(LISTED ENTRIES)
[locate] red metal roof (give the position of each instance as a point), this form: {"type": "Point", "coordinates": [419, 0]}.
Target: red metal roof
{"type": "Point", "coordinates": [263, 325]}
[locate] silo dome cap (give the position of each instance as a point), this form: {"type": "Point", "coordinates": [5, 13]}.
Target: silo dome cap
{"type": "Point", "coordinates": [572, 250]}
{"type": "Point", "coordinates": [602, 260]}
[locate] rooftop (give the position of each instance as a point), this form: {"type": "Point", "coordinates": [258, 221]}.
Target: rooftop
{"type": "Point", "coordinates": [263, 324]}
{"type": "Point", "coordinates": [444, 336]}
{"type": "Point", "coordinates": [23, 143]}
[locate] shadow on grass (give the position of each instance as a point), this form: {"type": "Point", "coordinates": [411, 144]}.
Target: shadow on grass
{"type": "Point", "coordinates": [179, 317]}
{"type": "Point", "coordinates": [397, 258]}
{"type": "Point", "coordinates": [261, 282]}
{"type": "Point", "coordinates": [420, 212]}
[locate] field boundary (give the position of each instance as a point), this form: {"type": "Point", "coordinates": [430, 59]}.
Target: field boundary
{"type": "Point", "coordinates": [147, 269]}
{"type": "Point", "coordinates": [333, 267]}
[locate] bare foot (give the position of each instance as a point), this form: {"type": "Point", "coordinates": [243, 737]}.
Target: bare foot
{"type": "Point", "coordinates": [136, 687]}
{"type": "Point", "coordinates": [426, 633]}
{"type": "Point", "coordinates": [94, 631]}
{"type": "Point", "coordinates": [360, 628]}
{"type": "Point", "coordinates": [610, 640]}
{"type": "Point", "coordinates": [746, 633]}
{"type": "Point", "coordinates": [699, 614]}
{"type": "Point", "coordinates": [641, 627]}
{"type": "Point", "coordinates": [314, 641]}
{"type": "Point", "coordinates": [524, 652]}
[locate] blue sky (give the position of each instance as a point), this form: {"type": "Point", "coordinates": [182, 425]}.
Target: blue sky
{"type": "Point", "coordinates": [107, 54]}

(WHAT YOU NEED TO DO) Render the lines above as a JSON list of strings, one string per line with blank lines left out, starting at the line that contains "[locate] blue sky" and ending at the final line.

(SOLUTION FOR THIS TASK)
[
  "[locate] blue sky (give the position of each instance as a point), this form: {\"type\": \"Point\", \"coordinates\": [182, 425]}.",
  "Target: blue sky",
  "{\"type\": \"Point\", \"coordinates\": [107, 54]}"
]